Top of EXTRACTED TEXT

Officials at the Department of Health and Human Services released a new report questioning the validity of purported “gender-affirming care,” noting the physical harms that come from the treatment methods used on minors claiming transgender identity or enduring gender dysphoria.
The new report, designed as a “review of evidence and best practices” related to transgender procedures on minors, warned that the “gender-affirming” model of care for children “includes irreversible endocrine and surgical interventions on minors with no physical pathology.”
The interventions “carry risk of significant harms,” such as infertility, sexual dysfunction, impaired bone density, poor cognition, cardiovascular disease, and surgical complications.
While treatments in other segments of the medical world are “first established as safe and effective in adults,” the development of purported “gender-affirming care” instead started in children, with certain researchers developing the “pediatric medical transition protocol in response to disappointing psychosocial outcomes in adults who underwent medical transition.”

Bottom of EXTRACTED TEXT

→ TASK ITEM
Please say whether each of these statements agrees with the passage on the HHS report, answering yes or no and quoting the deciding words from the passage: (a) the report lists infertility among the risks of the interventions; (b) the report says "gender-affirming care" was first established as safe and effective in adults; (c) the report was designed as a review of evidence and best practices.

Top of EXTRACTED RECORDS

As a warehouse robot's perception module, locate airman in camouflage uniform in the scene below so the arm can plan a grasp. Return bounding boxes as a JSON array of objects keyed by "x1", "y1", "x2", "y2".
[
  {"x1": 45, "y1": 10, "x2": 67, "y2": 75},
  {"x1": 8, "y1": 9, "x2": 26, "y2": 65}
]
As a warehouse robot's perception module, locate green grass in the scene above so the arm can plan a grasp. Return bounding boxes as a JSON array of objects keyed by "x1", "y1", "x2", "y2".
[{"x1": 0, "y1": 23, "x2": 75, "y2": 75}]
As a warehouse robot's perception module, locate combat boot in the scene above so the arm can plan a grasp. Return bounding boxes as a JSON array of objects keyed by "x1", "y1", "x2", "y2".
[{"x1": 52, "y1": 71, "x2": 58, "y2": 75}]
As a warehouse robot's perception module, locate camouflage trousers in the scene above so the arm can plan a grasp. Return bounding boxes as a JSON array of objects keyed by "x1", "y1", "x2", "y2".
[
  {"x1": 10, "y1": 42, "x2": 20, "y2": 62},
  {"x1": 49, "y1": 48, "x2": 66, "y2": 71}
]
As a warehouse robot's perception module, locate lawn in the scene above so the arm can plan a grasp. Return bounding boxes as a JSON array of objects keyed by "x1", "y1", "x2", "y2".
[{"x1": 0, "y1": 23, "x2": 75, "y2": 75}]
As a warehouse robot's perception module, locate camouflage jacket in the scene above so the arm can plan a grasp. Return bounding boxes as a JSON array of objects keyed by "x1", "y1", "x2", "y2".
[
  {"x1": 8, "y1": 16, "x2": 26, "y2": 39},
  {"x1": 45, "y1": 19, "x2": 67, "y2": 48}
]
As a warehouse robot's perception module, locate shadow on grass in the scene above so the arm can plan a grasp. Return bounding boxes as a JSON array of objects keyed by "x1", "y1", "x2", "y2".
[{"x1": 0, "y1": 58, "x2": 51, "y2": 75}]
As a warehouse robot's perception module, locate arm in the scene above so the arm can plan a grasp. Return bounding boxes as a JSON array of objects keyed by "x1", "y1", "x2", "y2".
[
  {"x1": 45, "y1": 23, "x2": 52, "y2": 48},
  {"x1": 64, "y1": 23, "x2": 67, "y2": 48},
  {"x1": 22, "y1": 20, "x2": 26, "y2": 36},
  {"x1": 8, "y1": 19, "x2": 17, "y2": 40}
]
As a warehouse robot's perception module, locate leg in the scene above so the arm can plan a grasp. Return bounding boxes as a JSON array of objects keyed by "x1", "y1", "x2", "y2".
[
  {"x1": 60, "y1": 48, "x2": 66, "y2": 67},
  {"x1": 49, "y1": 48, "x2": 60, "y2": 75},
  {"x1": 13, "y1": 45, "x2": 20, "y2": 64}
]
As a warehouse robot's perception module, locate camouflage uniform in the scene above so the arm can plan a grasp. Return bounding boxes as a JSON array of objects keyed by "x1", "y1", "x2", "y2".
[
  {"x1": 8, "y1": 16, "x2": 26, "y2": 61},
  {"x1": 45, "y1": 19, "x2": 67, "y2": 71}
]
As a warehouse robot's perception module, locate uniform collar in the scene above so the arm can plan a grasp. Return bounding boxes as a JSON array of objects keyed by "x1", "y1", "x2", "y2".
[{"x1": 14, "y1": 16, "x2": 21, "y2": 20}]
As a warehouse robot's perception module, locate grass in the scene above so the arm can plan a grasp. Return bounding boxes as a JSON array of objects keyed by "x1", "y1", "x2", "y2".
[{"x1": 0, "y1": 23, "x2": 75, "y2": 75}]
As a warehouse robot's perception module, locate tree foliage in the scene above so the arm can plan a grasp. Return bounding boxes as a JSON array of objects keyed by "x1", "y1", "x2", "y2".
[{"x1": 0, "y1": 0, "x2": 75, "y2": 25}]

Bottom of EXTRACTED RECORDS

→ ANSWER FOR THE TASK
(a) Yes: "The interventions “carry risk of significant harms,” such as infertility"
(b) No: "the development of purported “gender-affirming care” instead started in children"
(c) Yes: "designed as a “review of evidence and best practices”"